You can also define two important IP allocation options:

  1. Auto Assign Public IPv4.
  2. Auto Assign Public IPv6.

Both options defined at the subnet level.

Subnet IP Address.

Reserved IP addresses (5 in total).

  • Network Address (first IP address)
  • Network+1 Address (second address is for VPC Router)
  • Network+2 Address (Reserved DNS*)
  • Network+3 Address (no use yet)
  • Broadcast Address (last IP address)

Be aware of that for smaller networks.

VPC Routing, Internet Gateway & Bastion Hosts

VPC Router

  • Every VPC has a VPC Router which is HA.
  • In every subnet network+1 address.
  • Routes traffic between subnets.
  • Controlled by route tables each subnet has one.
  • A VPC has a Main route table - subnet default.

Route Tables

  • When traffic leaves a subnet: Higher prefix = more specific = higher priority ie. /16 > /0.
  • The only exception is that local routes have higher priority.
  • Target will either be local or a VPC gateway.

Internet Gateway (IGW)

  • Region resilient gateway attached to a VPC.
  • 1 VPC can have one or zero IGWs.
  • An IGW can only be attached to one VPC at a time.
  • Runs in the AWS Public Zone.
  • Gateways traffic between the VPC and the Internet or AWS Public Zone (S3, SQS, SNS, other AWS public services).
  • AWS Managed.

Using an IGW

  1. Create an IGW.
  2. Attach IGW to the VPC.
  3. Create custom route table.
  4. Associate route table.
  5. Add default routes => IGW.
  6. Subnet allocate IPv4. That subnet will now be considered a public subnet.

IPv4 Addresses with a IGW

When you create a public IPv4 address, it is not actually applied to the instance itself.

It is mapped to the private IP address that the IGW maintains. This is why when you jump into a private instance, it only sees the private IP.

Exercises to complete:
1. Answer each question from the VPC notes in a few words.
(a) How many IP addresses are reserved in each subnet?
(b) How many internet gateways can one VPC have?
(c) Which address in every subnet belongs to the VPC Router?
2. In one to three sentences, use the VPC notes to explain why an instance with a public IPv4 address sees only its private IP.
3. Continue the VPC notes from their final sentence, keeping the same style and subject.

Recorded information:
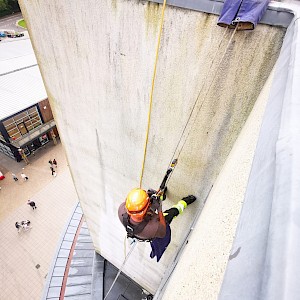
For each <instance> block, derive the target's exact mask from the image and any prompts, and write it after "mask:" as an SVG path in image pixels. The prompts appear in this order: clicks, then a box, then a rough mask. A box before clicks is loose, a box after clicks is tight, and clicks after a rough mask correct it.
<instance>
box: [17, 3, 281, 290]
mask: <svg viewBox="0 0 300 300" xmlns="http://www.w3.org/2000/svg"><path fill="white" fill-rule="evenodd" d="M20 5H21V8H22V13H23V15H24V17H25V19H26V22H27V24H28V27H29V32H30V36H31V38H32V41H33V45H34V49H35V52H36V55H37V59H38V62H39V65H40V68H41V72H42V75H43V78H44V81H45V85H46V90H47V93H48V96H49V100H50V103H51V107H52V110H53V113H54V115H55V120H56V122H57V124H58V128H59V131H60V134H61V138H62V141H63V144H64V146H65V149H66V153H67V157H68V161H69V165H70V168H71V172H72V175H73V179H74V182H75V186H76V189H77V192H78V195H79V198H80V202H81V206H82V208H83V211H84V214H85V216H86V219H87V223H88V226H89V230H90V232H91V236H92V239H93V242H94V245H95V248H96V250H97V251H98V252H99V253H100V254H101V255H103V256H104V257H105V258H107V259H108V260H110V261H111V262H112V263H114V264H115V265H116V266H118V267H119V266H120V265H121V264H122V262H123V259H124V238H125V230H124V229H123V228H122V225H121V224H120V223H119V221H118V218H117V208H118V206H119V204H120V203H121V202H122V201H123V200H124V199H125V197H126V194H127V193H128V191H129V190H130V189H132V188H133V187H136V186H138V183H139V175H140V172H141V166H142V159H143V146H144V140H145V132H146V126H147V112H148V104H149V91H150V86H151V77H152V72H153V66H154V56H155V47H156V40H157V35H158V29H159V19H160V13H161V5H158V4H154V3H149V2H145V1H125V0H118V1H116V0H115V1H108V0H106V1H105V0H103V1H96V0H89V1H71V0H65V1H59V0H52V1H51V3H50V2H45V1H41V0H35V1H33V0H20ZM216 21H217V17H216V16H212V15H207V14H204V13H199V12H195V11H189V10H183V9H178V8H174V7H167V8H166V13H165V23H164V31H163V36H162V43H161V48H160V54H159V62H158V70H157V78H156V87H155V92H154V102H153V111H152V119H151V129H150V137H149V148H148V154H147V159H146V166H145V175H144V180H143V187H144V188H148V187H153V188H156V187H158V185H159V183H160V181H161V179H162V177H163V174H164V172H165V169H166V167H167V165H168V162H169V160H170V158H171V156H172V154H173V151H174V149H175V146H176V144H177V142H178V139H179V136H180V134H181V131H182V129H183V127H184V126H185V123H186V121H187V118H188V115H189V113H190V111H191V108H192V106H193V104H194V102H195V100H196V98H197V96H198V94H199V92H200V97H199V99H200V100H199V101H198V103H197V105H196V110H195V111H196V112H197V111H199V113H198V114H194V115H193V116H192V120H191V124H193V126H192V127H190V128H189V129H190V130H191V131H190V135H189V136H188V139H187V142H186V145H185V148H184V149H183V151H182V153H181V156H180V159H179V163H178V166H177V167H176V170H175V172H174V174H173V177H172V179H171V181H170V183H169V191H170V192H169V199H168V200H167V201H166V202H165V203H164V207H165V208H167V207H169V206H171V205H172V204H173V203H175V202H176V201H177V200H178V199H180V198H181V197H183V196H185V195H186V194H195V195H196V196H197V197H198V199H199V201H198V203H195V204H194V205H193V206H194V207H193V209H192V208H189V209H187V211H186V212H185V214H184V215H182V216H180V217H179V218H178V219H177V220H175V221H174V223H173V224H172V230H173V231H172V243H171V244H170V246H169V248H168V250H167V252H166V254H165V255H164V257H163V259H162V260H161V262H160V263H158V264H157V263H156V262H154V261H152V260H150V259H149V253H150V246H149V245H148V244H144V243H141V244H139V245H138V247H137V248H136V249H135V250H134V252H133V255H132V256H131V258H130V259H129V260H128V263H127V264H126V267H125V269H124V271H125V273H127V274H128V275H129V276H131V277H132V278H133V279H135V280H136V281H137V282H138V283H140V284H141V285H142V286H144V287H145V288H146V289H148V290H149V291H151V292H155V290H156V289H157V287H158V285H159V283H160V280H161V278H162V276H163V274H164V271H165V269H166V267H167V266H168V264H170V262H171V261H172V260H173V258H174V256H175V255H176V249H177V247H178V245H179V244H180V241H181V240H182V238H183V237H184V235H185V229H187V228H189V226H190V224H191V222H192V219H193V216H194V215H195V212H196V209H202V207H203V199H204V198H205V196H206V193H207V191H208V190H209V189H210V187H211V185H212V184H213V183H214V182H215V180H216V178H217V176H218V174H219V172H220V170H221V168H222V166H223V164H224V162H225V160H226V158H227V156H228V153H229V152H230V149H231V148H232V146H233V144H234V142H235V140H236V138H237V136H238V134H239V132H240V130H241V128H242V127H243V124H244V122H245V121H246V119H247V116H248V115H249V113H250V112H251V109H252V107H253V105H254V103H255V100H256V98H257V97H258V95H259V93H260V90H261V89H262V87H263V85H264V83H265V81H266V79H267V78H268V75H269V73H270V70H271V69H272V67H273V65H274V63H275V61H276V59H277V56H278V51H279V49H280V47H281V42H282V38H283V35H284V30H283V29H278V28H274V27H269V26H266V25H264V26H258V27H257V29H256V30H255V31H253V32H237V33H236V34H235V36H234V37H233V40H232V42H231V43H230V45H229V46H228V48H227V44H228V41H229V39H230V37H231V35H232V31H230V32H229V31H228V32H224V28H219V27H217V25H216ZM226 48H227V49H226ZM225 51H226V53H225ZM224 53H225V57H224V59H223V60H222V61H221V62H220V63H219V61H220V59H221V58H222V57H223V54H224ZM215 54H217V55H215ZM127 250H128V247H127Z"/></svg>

Answer set:
1.
(a) Five.
(b) One or zero.
(c) The network+1 address.

2. The public IPv4 address is not actually applied to the instance itself. The internet gateway maps that public address to the instance's private IP address, so the instance sees only the private IP.

3.
For networking:

  • When it comes to a packet going out from the public instance, the source IP is updatd by the IGW.
  • When a packet is going to the instance, the destination address is updated by the IGW and forward to the instance.

In the case of IPv6, the IGW doesn't do any translation (since there are no private IPs).

Bastion Host/Jumpbox

  • Bastion Host = Jumpbox.
  • An instance in a public subnet.
  • Incoming management connections arrive there, then access internal VPC resources.
  • Often the only way IN to a VPC.

Network Access Control Lists

  • All NACLs are associated with subnets.
  • All subnets are created with a default NACL.
  • NACLs are used when traffic enters or leaves subnet.
  • NACLs are stateless and have inbound and outbound rules.

Rules for NACLs:

  • Processed in order.
  • Low rule, first.
  • Stops if matched.
  • Rules can explicity ALLOW or explicitly DENY.
  • Rule with an * is the default implicit deny that cannot be removed.
  • By default, there is an ALLOW with value 100.

NACL Communication

Initiation and response style of communication.

  1. Initiation from a client talks to a well-known port (443).
  2. Bob's PC tells the server that is can respond via an ephemeral port. That response is outbound traffic.

NACL requires a rule for both the inbound and outbound. This complexity as layers and subnets add up is why everything is allowed by default.

NACL in review

  • Stateless: INITIATION and RESPONSE seen as different.
  • Only impacts data crossing subnet border.
  • IPs/Networks, Ports & Protocols - no logical resources.
  • NACLs cannot be assigned to AWS rsources, only subnets.
  • Use with SGs to add explicit DENY rules.
  • One subnet = one NACL. When you associate your custom NACL, the default is disassociated. The reverse is true if you remove the custom NACL.

Security Groups

  • Not covered yet, but every EC2 instance has one or more Network Interfaces which the IP address is assigned to (not the instance).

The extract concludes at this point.